**EXERCISE DESCRIPTION:** Skip every picture while you write out the records below, from the first line through the one that contains "Target: white gabled", both ends kept.

**DATA RECORDS:**
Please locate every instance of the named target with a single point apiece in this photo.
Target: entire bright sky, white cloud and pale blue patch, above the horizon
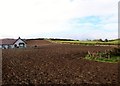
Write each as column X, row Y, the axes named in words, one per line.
column 73, row 19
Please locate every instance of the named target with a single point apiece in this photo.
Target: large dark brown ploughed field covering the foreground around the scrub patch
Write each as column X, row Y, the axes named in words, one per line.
column 56, row 64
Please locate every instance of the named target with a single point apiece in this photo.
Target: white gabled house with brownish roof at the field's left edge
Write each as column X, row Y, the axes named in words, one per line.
column 12, row 43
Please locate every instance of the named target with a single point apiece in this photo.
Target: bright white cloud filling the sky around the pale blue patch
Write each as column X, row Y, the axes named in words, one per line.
column 26, row 17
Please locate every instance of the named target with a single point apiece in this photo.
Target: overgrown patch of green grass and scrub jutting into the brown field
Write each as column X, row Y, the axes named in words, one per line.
column 106, row 56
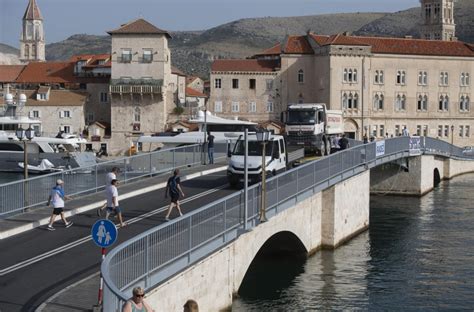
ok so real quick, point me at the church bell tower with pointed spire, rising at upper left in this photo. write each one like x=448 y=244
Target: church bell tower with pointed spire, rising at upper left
x=32 y=45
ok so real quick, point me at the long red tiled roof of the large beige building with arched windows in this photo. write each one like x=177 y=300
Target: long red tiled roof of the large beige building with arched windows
x=404 y=46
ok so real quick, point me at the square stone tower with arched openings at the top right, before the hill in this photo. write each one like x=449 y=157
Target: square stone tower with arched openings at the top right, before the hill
x=437 y=20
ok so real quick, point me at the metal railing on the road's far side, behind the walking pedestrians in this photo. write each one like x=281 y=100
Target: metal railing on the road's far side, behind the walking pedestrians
x=32 y=193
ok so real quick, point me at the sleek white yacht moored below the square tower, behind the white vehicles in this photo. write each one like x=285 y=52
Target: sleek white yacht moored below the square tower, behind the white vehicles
x=223 y=130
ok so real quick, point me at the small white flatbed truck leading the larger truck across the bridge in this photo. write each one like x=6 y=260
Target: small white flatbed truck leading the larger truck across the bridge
x=278 y=158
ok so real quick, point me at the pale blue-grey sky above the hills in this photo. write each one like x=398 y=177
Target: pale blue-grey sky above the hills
x=63 y=18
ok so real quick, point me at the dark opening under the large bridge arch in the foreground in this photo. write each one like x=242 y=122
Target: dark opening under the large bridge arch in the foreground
x=281 y=249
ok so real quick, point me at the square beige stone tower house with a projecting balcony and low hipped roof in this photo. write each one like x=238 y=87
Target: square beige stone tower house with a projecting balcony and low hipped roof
x=141 y=72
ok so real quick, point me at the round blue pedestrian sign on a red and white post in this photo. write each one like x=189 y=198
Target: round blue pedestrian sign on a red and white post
x=104 y=234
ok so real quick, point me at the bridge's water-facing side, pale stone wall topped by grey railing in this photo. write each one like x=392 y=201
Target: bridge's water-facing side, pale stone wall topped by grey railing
x=320 y=204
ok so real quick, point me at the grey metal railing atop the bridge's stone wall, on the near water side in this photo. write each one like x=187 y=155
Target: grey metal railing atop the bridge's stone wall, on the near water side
x=156 y=255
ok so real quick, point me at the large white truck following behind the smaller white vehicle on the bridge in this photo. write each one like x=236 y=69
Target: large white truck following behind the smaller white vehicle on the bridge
x=313 y=127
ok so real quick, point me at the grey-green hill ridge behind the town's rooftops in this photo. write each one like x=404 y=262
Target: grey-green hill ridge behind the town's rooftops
x=193 y=51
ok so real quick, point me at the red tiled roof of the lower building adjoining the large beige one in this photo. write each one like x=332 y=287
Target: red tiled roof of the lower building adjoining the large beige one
x=248 y=65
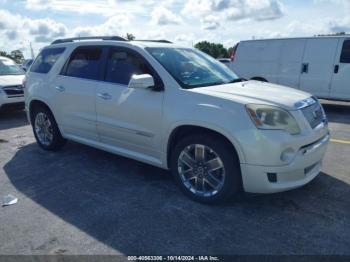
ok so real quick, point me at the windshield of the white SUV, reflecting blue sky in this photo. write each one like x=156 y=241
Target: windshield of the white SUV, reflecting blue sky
x=192 y=68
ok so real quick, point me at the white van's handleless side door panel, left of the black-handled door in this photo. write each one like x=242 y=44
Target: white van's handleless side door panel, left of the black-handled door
x=291 y=58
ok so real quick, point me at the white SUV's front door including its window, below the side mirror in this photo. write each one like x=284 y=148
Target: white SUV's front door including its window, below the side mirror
x=127 y=118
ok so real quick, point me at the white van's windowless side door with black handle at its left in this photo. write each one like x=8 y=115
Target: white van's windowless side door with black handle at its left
x=318 y=64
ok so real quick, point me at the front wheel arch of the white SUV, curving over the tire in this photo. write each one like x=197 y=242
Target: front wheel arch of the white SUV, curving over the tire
x=187 y=129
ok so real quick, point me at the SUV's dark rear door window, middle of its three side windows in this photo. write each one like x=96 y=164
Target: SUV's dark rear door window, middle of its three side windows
x=84 y=63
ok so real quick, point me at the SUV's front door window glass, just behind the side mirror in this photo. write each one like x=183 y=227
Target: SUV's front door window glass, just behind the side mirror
x=121 y=65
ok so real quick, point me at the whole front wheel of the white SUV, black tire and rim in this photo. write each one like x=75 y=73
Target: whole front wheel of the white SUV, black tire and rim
x=206 y=168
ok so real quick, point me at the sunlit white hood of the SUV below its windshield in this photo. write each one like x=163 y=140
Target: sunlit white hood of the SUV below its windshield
x=257 y=92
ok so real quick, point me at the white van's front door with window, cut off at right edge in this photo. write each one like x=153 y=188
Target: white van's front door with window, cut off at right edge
x=341 y=79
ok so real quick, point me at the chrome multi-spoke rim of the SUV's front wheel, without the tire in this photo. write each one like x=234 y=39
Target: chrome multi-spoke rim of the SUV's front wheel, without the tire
x=201 y=170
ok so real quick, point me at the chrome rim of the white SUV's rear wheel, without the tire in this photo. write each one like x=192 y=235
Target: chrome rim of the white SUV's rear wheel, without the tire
x=43 y=129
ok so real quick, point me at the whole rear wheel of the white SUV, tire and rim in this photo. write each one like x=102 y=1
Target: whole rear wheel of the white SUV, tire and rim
x=45 y=129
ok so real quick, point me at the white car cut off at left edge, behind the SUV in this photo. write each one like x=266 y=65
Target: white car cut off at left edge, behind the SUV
x=11 y=84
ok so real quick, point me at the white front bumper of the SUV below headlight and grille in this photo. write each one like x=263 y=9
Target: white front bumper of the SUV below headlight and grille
x=305 y=167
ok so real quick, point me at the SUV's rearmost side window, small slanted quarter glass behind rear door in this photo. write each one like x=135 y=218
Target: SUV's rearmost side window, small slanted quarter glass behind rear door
x=46 y=59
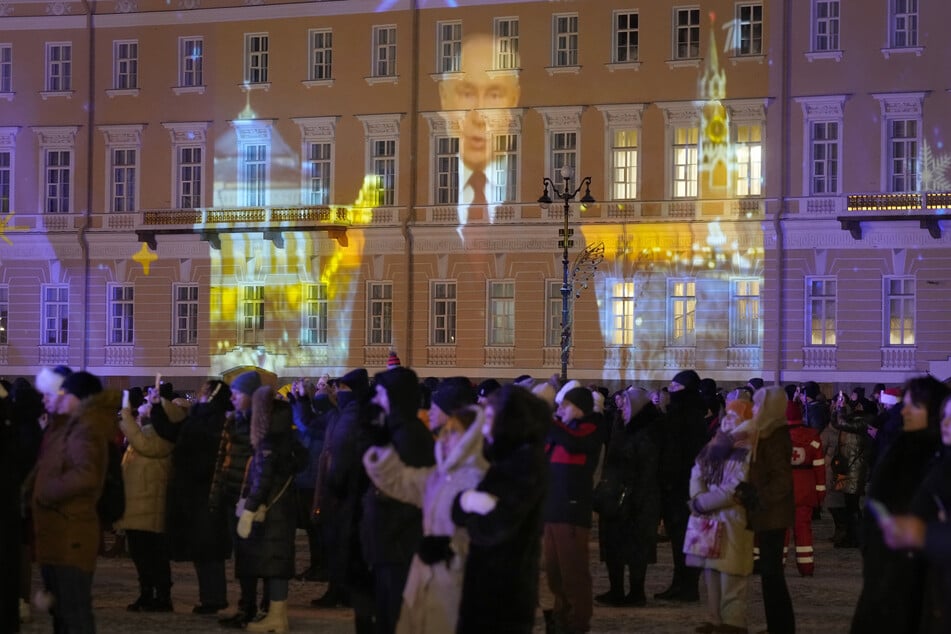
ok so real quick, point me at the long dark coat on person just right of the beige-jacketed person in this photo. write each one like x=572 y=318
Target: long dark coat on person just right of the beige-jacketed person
x=196 y=530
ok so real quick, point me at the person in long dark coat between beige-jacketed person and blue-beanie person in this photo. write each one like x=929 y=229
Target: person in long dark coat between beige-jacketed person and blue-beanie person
x=198 y=532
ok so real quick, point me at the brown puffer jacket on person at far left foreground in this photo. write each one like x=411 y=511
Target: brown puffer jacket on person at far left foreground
x=69 y=477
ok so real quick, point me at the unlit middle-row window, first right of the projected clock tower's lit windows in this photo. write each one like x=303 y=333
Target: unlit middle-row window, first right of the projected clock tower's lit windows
x=822 y=110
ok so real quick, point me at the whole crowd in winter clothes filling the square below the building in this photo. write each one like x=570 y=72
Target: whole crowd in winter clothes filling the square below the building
x=434 y=505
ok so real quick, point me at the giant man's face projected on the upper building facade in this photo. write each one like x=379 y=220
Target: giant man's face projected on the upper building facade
x=473 y=91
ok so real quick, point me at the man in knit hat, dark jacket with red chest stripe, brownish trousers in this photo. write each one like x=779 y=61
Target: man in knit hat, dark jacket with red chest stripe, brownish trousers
x=574 y=444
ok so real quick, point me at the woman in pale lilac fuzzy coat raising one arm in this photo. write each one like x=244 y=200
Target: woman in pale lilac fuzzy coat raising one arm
x=434 y=586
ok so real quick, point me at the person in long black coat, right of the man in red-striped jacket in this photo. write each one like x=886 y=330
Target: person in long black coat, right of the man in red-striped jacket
x=631 y=464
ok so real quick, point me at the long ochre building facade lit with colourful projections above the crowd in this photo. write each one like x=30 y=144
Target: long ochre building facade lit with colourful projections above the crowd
x=301 y=199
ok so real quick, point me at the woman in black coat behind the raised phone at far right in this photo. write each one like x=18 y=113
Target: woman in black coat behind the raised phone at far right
x=893 y=581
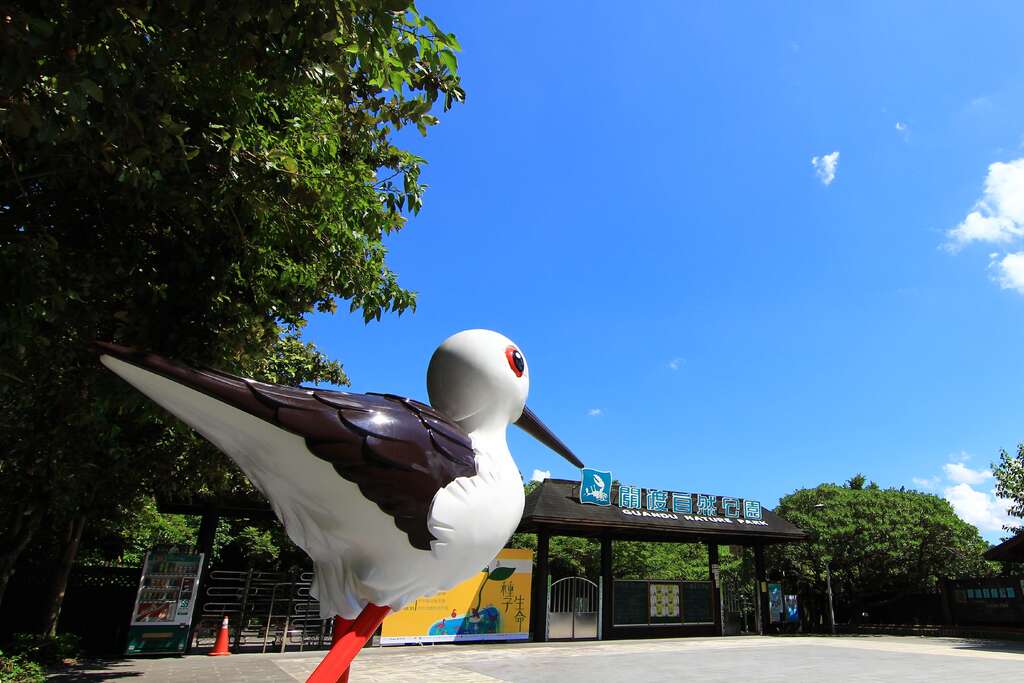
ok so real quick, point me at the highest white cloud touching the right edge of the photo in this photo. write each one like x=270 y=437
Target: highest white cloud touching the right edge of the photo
x=999 y=216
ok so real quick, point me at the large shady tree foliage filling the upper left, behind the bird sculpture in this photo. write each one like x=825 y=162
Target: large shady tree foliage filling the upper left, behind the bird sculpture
x=193 y=179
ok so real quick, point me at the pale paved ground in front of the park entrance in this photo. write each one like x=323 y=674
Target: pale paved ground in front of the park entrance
x=705 y=660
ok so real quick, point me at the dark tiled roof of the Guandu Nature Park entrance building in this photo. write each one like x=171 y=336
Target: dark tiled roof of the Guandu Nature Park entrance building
x=556 y=505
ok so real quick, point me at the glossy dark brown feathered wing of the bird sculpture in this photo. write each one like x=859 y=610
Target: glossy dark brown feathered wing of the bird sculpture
x=398 y=451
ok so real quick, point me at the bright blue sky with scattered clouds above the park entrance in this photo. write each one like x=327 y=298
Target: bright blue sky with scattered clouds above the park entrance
x=632 y=199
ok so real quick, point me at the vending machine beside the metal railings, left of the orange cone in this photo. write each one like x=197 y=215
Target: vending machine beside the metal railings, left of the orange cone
x=167 y=594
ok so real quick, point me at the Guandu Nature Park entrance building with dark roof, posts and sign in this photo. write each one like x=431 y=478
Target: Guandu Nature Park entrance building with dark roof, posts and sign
x=596 y=508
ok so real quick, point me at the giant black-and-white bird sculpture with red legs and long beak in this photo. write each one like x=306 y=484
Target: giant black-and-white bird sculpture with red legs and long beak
x=393 y=499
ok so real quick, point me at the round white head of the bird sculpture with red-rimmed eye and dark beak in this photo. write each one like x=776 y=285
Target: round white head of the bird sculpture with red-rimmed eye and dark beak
x=481 y=379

**TASK RESULT:**
Please locate every instance of the named target with a single point apiece in this photo.
Target: entire bright sky, white cloud and pale blue patch, above the horizon
Write each as column X, row Y, the axes named in words, one per line.
column 73, row 19
Please locate every instance of the named target with a single point apiece in this photo.
Target: large dark brown ploughed field covering the foreground around the scrub patch
Write each as column X, row Y, the axes named in words, one per line.
column 56, row 64
Please locate every instance of the named target with a single point apiece in this photo.
Target: white gabled house with brownish roof at the field's left edge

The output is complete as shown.